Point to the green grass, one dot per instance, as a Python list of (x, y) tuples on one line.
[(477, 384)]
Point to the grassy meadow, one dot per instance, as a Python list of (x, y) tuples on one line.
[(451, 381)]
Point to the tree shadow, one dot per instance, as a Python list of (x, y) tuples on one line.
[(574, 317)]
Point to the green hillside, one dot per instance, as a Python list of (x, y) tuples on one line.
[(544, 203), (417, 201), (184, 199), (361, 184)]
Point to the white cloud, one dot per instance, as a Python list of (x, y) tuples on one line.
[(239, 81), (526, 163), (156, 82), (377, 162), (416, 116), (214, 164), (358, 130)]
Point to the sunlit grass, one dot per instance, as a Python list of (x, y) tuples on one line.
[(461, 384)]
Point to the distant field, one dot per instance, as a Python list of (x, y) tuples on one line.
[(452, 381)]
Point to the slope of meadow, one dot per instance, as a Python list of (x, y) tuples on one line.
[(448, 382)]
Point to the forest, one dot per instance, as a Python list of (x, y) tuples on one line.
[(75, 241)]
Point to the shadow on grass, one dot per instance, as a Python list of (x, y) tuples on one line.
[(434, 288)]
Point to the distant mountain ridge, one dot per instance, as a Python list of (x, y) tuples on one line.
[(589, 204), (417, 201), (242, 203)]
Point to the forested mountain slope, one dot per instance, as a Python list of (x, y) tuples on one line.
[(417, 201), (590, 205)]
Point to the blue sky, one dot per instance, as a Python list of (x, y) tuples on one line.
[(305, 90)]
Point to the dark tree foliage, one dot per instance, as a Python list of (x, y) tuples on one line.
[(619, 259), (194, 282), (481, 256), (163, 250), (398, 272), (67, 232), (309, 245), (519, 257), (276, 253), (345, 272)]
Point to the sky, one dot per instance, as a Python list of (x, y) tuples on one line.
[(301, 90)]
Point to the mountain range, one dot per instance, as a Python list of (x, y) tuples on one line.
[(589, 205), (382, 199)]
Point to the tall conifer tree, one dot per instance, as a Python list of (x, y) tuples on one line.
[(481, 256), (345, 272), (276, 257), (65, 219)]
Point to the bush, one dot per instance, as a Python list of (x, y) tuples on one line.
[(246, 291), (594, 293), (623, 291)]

== == ==

Challenge:
Copy out every row above, word for word and in the same order, with no changes.

Result for this exercise:
Point to the green grass, one dot per instance, as a Python list of (x, y) tuples on one line.
[(477, 384)]
Point to the grassy meadow, one dot per instance, as a Python list of (x, y) tuples on one line.
[(451, 381)]
Point to the tree shadow, one dot per instance, as a Python list of (x, y) tuples on one line.
[(574, 317)]
Point to the green hillside, one dot per instance, as a Python list of (x, y) tuples on one line.
[(544, 203), (417, 201), (184, 199), (361, 184)]
Point to the white cloud, one dot per instance, as a Python list of (x, y) tuples on one line.
[(239, 81), (526, 163), (156, 82), (377, 162), (416, 116), (214, 164), (358, 130)]
Point to the sunlit grass, one dot per instance, as a Python list of (x, y) tuples on one line.
[(461, 384)]
Point to the distant field, one dot per instance, as a Python list of (x, y) tuples on one line.
[(452, 381)]
Point to the slope of meadow, one dot per instance, as a Python list of (x, y) tuples on one line.
[(448, 382)]
Point to the forest, one dot per instance, as a Python list of (x, y) tuples on one line.
[(75, 241)]
Point to the shadow on grass, one dot per instance, as a Python list of (x, y) tuples on one line.
[(434, 288)]
Point to the distant mountain ridge, one dot per instance, as a Python list of (x, y) tuples on one line.
[(589, 204), (417, 201), (242, 203)]
Point to the forested mountain slope, one dot per instance, as a Python list of (x, y) tuples on one line.
[(417, 201), (590, 205)]
Point to the blue sky, one dot per instance, as a Python list of (x, y) tuples on one line.
[(305, 90)]
Point to the dark tree foliage, one dot per instance, as a Python list of (x, y) tuples on one line.
[(619, 259), (194, 282), (481, 256), (163, 250), (398, 272), (67, 232), (309, 245), (519, 257), (276, 253), (345, 272)]
Point to the sky, one dot per instance, as a Python list of (x, y) tuples on one line.
[(301, 90)]
Point to the mountain range, one dot per instance, as a Python list of (x, y) tuples on one line.
[(589, 205), (382, 199)]
Point to the tall conifer tree, one dot per instance, as a Python list of (x, y) tuples on one line.
[(481, 256), (345, 272), (276, 257), (65, 219)]
Point to the bush, one dot per instance, as a Python list of (x, y) tuples on one line.
[(246, 291), (594, 293), (623, 291)]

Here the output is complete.